▶ [Description of the task] Write out each line exactly as it stands, please.

▽

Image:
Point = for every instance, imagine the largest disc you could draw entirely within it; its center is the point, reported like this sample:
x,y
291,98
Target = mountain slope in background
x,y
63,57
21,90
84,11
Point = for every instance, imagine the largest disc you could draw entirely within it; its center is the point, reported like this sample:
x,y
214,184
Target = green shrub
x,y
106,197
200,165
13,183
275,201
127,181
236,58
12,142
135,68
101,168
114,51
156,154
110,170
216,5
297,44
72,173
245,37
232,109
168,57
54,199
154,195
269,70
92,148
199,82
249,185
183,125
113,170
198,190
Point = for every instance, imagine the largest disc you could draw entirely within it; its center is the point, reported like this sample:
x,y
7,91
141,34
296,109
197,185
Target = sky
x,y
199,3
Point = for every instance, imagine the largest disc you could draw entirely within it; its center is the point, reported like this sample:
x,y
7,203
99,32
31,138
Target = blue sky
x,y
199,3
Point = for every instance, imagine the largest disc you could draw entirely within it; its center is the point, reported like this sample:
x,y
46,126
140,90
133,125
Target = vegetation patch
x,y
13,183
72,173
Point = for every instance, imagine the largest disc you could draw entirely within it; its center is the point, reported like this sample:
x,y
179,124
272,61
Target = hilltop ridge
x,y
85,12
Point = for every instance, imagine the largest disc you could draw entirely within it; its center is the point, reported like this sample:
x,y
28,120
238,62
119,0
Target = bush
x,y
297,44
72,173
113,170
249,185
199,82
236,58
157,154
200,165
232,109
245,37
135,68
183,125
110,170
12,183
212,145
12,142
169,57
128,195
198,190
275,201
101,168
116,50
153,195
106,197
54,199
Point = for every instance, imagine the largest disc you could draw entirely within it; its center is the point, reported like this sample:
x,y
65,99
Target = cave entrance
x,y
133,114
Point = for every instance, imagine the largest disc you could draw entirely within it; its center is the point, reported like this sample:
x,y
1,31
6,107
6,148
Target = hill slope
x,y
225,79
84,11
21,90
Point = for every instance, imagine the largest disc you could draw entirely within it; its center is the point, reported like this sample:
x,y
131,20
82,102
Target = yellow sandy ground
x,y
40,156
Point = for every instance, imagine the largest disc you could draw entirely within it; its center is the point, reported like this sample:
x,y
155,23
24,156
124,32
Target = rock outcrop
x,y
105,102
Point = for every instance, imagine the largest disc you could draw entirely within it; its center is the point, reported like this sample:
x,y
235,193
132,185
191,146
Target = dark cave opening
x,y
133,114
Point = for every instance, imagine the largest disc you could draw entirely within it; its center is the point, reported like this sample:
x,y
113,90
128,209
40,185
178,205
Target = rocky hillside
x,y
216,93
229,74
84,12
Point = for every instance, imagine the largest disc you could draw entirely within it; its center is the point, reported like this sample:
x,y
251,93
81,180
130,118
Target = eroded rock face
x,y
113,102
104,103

△

▶ [Task output]
Image:
Point = for every instance, imagine the largest disc you could draw entirely within it; its center is the point, reported like this sample:
x,y
291,98
Target = mountain slope in background
x,y
63,57
21,90
84,11
Point = for every instance, imagine the largest disc you could draw entirely within it; its center is the point, reported like this sample:
x,y
214,184
Target = green shrub
x,y
106,197
200,165
13,183
275,201
127,181
236,58
12,142
135,68
101,168
114,51
156,154
110,170
216,5
297,44
72,173
245,37
232,109
168,57
54,199
154,195
269,70
92,148
199,82
249,185
183,125
113,170
198,190
Point = for every instance, imagine the largest disc you could draw entirely within it; its center is the point, reported like this sample:
x,y
7,91
141,34
296,109
197,185
Target = sky
x,y
199,3
Point = for every instance, imagine the largest disc you could draw entirely within it; its center is the point, reported like this sample:
x,y
7,203
99,32
31,138
Target = blue sky
x,y
199,3
Point = for every instance, imagine the largest disc you could draw entirely within it; its center is the point, reported like this sample:
x,y
46,126
140,90
133,125
Target = vegetation patch
x,y
13,183
72,173
Point = for every instance, imagine the largest disc you could draw entirely within it; its center is the point, reported like this sample:
x,y
179,124
272,61
Target = hilltop ridge
x,y
85,12
Point = for every instance, imagine the largest disc you could draw entirely within it; its center is the point, reported like this sample:
x,y
28,120
238,62
119,0
Target = bush
x,y
297,44
72,173
113,170
249,185
199,82
236,58
157,154
200,165
232,109
245,37
135,68
183,125
110,170
12,183
212,145
12,142
169,57
128,195
198,190
275,201
101,168
116,50
153,195
106,197
54,199
Point = for every instance, imagine the largest disc you could draw entirely within it; its center is the point, reported like this sample:
x,y
65,99
Target = cave entrance
x,y
133,114
Point = for every instance, imagine the largest disc you could draw entirely within it; its center is the point, reported like this sample:
x,y
1,31
6,107
6,148
Target = hill slope
x,y
225,79
84,11
21,90
Point = for every instance, imagine the largest disc you could draw entirely within it; its center is the point, reported like this sample:
x,y
131,20
82,102
Target = yellow sandy ground
x,y
40,156
Point = for every instance, imagine the largest disc you could draw entirely within it; its center is the point, reported like this sample:
x,y
155,23
24,156
124,32
Target = rock outcrop
x,y
105,102
Point = for every instance, imagine the largest disc you could draw entirely within it; its center is the point, reported like this sample:
x,y
235,193
132,185
191,146
Target = dark cave opening
x,y
133,114
Point = for every instance, imagine the largest disc you could draw entirely within it; its center is the point, reported like this sample:
x,y
113,90
128,209
40,185
178,205
Target = rocky hillside
x,y
216,93
229,74
84,12
Point = for every instance, imagine the largest disc you could draw entirely within it; its center is the point, reported like this sample:
x,y
251,93
81,180
130,118
Target = eroded rock face
x,y
113,102
104,103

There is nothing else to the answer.